TASK GOAL: Quote exactly, and only, the lines from the one with "Exercise. Mark the woman's ear" through the end of the listing.
╔══
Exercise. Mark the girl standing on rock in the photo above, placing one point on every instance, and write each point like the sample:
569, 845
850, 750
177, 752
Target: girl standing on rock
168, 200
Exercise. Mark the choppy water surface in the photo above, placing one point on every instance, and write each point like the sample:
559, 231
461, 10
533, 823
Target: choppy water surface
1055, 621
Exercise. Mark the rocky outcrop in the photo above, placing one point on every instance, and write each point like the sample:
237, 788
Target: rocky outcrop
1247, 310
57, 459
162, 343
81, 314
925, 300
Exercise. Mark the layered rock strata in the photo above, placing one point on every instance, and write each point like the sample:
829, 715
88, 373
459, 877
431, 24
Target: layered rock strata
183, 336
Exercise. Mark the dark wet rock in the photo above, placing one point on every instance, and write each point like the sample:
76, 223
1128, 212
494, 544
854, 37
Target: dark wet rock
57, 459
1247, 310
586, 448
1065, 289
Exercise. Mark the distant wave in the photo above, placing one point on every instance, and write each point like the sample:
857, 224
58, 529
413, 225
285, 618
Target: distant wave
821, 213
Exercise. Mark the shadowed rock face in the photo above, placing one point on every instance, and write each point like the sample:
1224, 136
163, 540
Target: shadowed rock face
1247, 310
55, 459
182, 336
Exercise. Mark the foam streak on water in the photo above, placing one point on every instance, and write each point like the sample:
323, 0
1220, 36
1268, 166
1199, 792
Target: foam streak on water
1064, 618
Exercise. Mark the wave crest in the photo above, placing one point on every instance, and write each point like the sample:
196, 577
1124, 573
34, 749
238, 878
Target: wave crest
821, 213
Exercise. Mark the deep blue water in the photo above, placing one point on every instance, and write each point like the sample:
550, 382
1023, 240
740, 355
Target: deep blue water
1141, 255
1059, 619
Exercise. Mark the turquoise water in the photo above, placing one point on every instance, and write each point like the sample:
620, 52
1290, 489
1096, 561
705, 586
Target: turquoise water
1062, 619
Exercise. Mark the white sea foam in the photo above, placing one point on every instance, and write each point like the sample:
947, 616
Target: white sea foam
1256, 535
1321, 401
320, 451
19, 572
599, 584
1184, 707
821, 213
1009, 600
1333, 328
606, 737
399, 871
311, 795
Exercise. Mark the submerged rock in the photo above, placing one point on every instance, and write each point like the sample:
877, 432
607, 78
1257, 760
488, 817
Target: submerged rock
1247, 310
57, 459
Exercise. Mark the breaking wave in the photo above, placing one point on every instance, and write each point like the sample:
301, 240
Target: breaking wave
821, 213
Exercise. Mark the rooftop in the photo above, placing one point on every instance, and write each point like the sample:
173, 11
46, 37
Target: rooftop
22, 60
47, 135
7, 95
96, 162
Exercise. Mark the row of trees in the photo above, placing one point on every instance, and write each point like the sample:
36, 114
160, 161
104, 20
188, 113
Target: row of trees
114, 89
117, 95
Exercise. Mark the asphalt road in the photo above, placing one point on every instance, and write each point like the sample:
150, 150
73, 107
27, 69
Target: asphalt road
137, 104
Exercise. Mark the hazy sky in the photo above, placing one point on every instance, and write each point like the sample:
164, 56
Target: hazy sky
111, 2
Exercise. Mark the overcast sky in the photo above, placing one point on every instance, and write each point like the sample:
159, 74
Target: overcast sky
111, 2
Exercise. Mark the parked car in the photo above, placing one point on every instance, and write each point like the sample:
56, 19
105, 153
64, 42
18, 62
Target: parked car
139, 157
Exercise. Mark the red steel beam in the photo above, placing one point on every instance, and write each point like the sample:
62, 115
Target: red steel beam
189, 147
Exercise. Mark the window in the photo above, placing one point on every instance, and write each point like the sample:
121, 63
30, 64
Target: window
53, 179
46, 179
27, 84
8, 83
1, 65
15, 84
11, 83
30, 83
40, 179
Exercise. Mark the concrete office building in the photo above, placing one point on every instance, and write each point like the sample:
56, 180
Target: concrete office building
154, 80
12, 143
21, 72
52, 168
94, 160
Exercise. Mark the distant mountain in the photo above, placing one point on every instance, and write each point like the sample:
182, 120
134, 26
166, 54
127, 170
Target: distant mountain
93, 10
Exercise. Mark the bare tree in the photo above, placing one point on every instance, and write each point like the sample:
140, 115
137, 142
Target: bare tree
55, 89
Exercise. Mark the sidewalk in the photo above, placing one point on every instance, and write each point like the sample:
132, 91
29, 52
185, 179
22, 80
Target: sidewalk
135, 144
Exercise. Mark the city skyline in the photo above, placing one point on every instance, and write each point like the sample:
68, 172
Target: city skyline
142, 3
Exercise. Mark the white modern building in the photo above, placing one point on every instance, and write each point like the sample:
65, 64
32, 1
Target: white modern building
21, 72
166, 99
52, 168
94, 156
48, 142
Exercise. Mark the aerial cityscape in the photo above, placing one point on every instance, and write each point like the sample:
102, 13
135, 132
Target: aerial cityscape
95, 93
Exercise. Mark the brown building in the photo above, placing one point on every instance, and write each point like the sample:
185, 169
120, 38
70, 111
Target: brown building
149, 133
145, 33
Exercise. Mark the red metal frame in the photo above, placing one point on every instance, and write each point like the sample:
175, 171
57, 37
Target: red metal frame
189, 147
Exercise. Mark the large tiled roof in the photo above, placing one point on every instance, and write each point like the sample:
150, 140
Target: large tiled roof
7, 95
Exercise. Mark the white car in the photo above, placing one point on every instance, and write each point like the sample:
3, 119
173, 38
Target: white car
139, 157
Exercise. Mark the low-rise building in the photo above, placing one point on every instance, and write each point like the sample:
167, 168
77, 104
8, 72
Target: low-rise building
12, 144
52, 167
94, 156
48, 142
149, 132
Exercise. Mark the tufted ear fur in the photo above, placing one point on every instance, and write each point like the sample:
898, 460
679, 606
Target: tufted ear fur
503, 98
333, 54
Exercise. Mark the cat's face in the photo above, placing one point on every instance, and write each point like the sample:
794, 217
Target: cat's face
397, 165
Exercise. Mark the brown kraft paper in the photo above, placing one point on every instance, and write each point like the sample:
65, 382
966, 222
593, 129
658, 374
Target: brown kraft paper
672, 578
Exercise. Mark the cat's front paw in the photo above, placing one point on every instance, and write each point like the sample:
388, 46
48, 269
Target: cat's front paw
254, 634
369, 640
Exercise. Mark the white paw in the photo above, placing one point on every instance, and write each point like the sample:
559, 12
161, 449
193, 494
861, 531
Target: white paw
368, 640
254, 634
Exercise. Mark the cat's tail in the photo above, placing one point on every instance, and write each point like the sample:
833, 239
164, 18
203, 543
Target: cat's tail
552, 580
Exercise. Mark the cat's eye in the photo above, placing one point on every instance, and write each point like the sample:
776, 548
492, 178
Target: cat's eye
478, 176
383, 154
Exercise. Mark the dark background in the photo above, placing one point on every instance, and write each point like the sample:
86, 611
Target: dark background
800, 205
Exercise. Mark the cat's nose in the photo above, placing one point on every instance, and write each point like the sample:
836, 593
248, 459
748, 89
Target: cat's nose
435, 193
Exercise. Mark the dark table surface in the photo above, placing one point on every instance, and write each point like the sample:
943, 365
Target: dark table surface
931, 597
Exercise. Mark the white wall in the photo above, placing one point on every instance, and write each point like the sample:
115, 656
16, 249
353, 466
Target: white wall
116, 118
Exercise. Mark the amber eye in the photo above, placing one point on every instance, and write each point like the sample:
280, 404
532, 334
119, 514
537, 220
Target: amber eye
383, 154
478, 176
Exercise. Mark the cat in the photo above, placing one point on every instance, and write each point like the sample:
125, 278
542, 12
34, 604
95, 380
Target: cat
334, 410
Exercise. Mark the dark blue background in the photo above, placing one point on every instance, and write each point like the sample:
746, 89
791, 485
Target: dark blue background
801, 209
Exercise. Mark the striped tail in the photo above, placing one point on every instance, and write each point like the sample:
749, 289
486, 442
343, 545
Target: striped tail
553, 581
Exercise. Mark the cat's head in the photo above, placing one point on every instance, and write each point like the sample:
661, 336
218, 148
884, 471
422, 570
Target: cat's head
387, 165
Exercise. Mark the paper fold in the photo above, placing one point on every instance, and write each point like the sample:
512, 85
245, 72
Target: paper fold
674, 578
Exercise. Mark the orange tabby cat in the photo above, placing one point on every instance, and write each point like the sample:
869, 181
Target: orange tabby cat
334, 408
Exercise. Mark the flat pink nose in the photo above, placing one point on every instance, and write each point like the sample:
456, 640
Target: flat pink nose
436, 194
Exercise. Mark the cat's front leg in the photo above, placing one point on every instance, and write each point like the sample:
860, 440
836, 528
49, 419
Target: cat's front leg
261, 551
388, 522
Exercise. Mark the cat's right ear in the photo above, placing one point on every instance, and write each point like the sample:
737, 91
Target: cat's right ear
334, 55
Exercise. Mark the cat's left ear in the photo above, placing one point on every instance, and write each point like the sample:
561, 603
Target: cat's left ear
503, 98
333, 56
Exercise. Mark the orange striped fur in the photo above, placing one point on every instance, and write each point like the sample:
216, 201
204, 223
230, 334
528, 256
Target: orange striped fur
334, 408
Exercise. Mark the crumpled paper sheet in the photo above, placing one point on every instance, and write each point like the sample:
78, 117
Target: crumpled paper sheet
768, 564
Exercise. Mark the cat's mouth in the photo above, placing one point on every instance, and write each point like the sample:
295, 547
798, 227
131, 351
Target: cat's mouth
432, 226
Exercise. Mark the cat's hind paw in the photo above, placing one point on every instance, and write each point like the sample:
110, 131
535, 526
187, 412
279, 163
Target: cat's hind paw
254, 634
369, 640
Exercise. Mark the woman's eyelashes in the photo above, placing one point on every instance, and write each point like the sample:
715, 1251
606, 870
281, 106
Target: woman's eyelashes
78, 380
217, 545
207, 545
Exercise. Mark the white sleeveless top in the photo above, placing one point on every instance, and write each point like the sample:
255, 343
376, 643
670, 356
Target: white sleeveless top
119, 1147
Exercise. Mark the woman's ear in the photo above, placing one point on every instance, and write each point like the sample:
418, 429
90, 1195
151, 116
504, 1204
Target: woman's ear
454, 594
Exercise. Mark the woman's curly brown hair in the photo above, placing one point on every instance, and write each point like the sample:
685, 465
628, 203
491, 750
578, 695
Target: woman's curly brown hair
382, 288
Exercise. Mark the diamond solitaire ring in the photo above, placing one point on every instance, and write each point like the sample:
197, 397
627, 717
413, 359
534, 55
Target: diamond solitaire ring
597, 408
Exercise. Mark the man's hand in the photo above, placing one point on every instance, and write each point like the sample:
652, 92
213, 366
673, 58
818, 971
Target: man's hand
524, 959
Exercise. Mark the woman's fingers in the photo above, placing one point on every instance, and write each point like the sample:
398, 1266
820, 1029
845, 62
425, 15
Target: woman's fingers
╚══
WRITTEN RESPONSE:
Exercise. Mark the woman's ear in the photo above, placing one point on every instance, and write each point like the sample:
418, 429
90, 1195
151, 116
504, 1204
Target: woman's ear
454, 594
Exercise. Mark the woman's curly brown hair in the photo above, placing one point on every instance, and write each point like the sample:
685, 465
628, 203
491, 750
578, 695
Target: woman's curly brown hair
382, 288
Exercise. Mark the diamond solitaire ring in the photo above, placing one point on every instance, and write each point like the sample:
197, 397
627, 717
413, 359
534, 55
Target: diamond solitaire ring
597, 408
Exercise. Mark the man's hand in the photo above, placing one point on every instance, and write each point like the sample:
652, 92
213, 366
673, 58
818, 971
Target: man's hand
524, 959
Exercise. Mark the woman's fingers in the photo above, placing one point on every instance, and write each point like the sample:
398, 1266
820, 1029
845, 62
425, 15
Target: woman's fingers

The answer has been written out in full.